• [PROVIDED RECORDS]
=== Section Start ===

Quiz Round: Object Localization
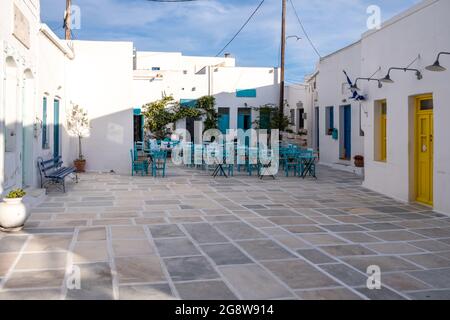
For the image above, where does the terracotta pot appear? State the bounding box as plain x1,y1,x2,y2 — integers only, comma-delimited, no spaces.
0,198,29,232
74,159,86,173
354,156,364,168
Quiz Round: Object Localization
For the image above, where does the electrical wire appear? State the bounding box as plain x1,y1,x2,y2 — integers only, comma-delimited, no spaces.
146,0,203,2
215,0,265,57
288,0,321,58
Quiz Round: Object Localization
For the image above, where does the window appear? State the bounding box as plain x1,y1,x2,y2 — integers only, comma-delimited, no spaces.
380,101,387,161
151,67,160,71
290,109,295,125
325,106,334,135
42,97,49,149
298,109,305,129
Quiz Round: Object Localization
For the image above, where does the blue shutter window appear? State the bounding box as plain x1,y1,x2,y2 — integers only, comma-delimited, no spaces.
325,106,334,136
180,99,197,108
236,89,257,98
42,97,48,149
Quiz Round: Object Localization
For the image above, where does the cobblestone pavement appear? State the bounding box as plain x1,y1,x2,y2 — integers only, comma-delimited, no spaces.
1,165,450,300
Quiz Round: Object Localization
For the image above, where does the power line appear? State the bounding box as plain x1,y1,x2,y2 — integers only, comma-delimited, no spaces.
288,0,321,58
146,0,203,2
215,0,265,57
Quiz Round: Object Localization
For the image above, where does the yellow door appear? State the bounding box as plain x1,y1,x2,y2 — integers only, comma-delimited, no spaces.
415,95,434,206
380,101,387,162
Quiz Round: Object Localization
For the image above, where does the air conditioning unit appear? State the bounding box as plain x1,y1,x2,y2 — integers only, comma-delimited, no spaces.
302,113,307,120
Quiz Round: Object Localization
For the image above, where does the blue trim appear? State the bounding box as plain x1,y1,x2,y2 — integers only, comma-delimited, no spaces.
42,97,48,149
344,105,352,159
236,89,257,98
53,99,60,158
133,108,141,116
180,99,197,108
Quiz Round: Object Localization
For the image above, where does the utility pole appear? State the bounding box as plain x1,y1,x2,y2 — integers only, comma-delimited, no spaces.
279,0,286,135
65,0,72,40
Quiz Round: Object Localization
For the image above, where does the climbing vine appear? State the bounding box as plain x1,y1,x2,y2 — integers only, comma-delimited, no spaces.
142,96,202,139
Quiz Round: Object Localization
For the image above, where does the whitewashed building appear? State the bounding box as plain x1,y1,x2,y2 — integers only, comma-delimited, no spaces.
306,0,450,213
132,51,280,142
0,0,282,195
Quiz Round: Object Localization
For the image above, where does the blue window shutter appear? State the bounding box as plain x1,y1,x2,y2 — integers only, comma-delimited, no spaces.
236,89,257,98
180,99,197,108
330,107,334,129
42,97,47,149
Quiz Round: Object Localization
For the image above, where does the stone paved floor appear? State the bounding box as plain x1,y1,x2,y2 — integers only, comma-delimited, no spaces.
1,165,450,300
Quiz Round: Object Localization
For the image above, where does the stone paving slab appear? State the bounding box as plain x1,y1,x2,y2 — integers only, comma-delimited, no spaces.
1,164,450,300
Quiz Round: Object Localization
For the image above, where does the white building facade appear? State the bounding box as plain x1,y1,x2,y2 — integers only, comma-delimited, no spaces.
0,0,282,195
132,51,280,142
307,0,450,214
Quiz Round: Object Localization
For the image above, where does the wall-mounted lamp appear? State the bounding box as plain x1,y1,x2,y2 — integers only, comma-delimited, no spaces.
351,77,383,91
380,67,423,84
426,52,450,72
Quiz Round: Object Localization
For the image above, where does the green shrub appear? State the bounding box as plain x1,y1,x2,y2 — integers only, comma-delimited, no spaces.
6,189,26,199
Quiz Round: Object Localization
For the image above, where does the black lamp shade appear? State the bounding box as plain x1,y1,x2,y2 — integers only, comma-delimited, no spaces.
426,60,447,72
380,74,394,83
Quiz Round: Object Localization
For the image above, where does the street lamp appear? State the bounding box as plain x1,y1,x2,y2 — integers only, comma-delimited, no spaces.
426,52,450,72
380,67,423,84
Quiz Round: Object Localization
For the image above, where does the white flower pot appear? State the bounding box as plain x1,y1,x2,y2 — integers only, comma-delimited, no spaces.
0,198,29,232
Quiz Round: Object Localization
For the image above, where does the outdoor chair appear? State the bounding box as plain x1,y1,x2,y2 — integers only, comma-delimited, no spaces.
151,150,168,177
284,149,302,177
130,149,148,176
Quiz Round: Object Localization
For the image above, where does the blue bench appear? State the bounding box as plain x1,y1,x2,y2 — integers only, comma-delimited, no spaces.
38,156,78,193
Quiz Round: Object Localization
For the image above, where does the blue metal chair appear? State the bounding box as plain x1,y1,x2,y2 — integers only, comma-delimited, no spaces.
298,149,316,178
284,149,301,177
151,150,168,177
130,149,148,176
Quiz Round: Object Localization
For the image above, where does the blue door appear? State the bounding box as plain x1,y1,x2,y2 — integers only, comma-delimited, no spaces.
53,99,60,158
315,107,320,151
343,105,351,160
238,114,245,130
218,113,230,134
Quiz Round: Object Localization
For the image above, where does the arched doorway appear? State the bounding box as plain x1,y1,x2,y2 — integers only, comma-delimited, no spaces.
22,69,35,188
3,56,19,190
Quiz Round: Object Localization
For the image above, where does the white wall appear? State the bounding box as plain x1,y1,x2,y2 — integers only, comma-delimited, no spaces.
132,52,280,133
315,41,364,166
285,84,308,134
0,0,41,193
360,0,450,213
69,40,134,175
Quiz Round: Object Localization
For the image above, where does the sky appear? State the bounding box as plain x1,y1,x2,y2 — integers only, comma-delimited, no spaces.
40,0,421,81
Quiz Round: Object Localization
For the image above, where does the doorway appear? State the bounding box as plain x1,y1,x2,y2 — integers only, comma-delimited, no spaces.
22,70,35,187
315,107,319,151
238,108,252,131
340,105,351,160
218,108,230,134
133,109,144,142
415,95,434,206
53,99,60,158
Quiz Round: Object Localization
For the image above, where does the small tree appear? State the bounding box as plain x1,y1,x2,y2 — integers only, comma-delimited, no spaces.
196,96,218,132
67,104,90,160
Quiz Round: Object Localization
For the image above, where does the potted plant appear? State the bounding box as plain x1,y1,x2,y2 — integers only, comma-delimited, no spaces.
0,189,29,232
67,104,90,173
354,155,364,167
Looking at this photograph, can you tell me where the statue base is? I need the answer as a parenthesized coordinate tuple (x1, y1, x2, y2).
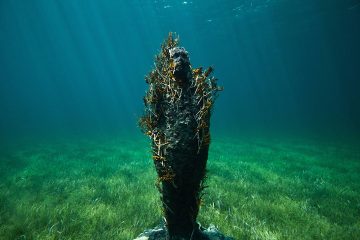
(134, 222, 234, 240)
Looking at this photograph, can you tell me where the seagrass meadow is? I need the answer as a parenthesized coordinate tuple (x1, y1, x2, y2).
(0, 135, 360, 239)
(1, 0, 360, 240)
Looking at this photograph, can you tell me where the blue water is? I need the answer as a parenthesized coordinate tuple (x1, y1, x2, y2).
(0, 0, 359, 140)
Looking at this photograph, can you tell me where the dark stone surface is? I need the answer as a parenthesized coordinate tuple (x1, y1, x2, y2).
(152, 46, 209, 238)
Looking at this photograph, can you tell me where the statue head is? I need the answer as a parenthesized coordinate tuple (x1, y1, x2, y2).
(169, 47, 191, 81)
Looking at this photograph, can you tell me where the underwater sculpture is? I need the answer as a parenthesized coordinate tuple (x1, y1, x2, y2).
(136, 33, 232, 240)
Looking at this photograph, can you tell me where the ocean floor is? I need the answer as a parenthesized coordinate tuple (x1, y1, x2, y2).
(0, 135, 359, 239)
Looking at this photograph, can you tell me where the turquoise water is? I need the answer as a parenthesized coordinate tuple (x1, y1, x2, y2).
(1, 0, 359, 139)
(0, 1, 360, 239)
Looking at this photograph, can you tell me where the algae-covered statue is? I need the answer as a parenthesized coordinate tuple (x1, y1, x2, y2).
(136, 33, 232, 240)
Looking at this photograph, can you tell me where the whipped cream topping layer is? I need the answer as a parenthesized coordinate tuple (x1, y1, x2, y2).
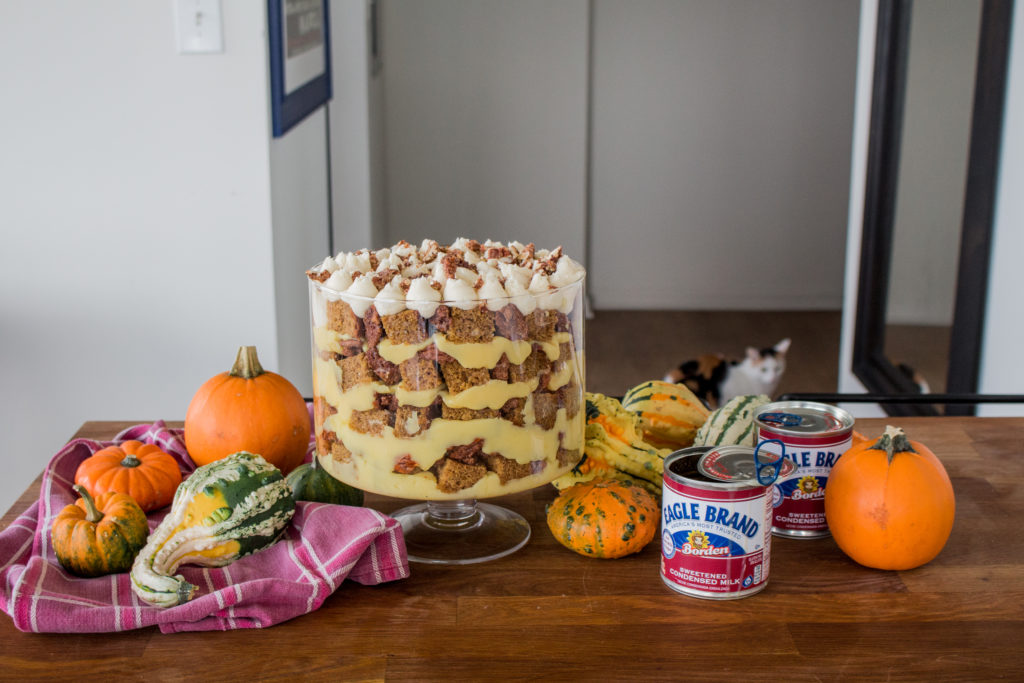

=== Section End ===

• [ASSIGNMENT]
Quote exactly the lines from the line that contains "Looking at this photograph, can you tell me where the ocean" through the last line of the listing, please, leaving out all pictures.

• [RESPONSE AREA]
Looking at this photograph, can you tell me where the ocean floor is? I need the answer as a parenthesized coordinate tuple (x1, y1, x2, y2).
(0, 135, 359, 239)
Looking at this photograph, can you tell me where the turquoise water is? I need the answer as a parenthesized coordinate tuple (x1, y1, x2, y2).
(1, 0, 359, 139)
(0, 1, 360, 239)
Looking at this photograph, can you tell me where the algae-covered statue is? I need the answer as a parenthesized coordinate tuple (x1, y1, x2, y2).
(136, 33, 232, 240)
Looking at this photograph, can you tell me where the whipped cream topping layer is? I need the answer as a parenthesized coordinate tuple (x1, y1, x2, y2).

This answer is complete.